• [Task objective]: Print nothing except the lines of the listing below from the line with "[(386, 101), (134, 37)]" to the line with "[(275, 36)]", each exactly as written, both ends included.

------------

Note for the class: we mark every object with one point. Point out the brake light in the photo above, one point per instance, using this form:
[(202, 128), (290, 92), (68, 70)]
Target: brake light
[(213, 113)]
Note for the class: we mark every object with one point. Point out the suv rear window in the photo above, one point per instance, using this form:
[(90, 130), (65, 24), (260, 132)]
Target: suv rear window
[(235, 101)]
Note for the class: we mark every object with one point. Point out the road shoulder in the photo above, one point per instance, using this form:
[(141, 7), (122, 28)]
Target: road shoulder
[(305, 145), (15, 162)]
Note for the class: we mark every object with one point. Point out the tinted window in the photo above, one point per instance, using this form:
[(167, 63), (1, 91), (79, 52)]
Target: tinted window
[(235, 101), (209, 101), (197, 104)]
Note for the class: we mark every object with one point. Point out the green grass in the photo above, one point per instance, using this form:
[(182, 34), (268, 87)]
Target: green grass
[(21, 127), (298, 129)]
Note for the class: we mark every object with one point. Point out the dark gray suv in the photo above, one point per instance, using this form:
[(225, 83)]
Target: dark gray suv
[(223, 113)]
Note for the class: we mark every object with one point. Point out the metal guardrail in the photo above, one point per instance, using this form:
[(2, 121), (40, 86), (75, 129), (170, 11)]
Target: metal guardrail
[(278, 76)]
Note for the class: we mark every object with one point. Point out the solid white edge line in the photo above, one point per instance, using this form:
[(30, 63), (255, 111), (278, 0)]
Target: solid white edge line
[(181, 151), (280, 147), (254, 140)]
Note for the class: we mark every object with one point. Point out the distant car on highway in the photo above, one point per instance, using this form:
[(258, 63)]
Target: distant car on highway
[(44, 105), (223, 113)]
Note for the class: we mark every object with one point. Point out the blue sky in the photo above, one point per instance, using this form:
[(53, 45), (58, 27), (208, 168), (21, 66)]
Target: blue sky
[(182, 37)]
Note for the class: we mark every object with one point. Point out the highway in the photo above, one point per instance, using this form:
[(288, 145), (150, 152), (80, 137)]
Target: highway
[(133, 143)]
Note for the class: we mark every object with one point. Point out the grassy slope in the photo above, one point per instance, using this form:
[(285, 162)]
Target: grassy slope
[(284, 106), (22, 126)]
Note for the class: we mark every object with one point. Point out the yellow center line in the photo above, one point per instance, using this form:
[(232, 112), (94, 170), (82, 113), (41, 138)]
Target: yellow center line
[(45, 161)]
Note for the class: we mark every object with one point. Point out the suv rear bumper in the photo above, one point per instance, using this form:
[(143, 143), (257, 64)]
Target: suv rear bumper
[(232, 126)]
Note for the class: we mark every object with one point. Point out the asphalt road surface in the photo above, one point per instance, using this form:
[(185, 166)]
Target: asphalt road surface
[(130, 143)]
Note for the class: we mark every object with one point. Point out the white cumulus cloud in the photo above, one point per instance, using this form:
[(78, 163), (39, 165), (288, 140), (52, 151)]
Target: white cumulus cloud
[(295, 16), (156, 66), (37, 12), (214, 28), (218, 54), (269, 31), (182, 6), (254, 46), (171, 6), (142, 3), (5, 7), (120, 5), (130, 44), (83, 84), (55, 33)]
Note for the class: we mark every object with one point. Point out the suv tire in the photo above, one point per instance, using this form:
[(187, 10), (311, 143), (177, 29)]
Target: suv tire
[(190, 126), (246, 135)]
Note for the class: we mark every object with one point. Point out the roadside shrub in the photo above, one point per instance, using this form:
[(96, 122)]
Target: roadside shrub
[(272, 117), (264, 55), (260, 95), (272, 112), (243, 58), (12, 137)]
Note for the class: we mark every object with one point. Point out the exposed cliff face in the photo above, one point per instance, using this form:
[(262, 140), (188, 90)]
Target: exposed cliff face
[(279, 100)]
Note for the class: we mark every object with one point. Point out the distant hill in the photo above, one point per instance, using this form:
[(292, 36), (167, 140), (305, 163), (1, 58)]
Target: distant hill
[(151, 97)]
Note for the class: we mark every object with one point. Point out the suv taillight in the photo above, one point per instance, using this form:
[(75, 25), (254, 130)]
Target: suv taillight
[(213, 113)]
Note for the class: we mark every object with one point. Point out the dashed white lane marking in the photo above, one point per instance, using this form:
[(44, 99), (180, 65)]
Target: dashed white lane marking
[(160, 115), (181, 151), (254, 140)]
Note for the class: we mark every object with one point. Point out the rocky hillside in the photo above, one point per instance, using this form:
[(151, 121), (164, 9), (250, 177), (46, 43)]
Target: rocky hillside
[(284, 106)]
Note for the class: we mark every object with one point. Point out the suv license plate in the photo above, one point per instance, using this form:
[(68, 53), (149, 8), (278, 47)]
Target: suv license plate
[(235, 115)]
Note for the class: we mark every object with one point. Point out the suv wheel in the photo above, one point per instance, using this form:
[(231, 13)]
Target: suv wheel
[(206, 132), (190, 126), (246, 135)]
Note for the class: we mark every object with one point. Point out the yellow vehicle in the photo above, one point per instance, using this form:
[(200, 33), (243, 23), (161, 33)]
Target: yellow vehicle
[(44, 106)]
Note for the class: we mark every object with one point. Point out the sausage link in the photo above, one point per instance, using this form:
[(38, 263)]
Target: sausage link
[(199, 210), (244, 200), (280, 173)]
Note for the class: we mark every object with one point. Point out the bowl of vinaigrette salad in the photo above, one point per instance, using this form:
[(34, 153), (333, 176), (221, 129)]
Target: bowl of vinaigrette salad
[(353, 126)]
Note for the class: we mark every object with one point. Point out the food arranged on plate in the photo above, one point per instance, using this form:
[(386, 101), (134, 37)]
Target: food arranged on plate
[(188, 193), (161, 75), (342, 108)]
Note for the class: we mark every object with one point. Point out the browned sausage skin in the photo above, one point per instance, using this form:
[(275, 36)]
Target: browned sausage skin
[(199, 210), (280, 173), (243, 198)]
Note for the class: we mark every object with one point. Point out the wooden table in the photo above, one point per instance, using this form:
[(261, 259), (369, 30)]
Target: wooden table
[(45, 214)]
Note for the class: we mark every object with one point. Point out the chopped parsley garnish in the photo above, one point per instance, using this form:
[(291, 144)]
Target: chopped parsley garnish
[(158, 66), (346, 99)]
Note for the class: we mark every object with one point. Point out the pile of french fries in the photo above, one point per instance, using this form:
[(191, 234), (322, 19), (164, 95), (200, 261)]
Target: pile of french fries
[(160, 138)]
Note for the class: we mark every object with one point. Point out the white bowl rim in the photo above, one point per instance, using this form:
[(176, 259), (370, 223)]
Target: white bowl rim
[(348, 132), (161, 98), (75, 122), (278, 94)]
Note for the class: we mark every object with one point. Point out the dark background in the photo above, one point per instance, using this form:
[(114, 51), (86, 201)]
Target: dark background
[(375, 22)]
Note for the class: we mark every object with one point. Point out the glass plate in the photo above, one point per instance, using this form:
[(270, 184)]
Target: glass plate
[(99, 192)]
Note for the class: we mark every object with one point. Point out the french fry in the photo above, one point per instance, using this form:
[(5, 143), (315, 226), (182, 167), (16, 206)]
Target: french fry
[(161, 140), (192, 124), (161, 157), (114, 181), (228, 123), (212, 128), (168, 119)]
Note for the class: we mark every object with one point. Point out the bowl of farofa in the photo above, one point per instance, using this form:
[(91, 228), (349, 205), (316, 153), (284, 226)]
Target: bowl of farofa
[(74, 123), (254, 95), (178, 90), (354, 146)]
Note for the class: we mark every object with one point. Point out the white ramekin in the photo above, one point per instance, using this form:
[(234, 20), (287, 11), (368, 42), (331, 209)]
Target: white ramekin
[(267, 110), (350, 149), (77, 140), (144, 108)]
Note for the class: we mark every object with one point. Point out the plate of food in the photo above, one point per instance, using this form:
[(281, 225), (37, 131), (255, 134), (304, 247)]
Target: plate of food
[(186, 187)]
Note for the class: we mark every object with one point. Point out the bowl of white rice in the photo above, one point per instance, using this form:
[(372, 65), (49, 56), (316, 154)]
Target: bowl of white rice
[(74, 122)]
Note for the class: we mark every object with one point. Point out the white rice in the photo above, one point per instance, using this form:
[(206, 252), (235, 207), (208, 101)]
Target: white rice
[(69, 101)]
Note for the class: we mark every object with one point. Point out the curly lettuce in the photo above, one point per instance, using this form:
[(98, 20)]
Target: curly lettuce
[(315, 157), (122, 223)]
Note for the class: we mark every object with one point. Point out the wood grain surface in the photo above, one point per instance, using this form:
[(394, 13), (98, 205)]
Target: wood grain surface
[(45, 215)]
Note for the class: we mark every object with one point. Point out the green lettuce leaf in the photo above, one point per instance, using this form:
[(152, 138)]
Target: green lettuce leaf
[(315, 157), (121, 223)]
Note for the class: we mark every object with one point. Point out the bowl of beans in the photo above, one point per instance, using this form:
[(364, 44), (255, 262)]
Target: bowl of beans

------------

• [Solution to this problem]:
[(386, 101), (134, 37)]
Target: food arranged on plate
[(188, 193), (161, 75), (342, 108)]
Note for the class: we mark every object with one point. Point out the browned sausage skin in the photo above, one point per instance, using this form:
[(275, 36)]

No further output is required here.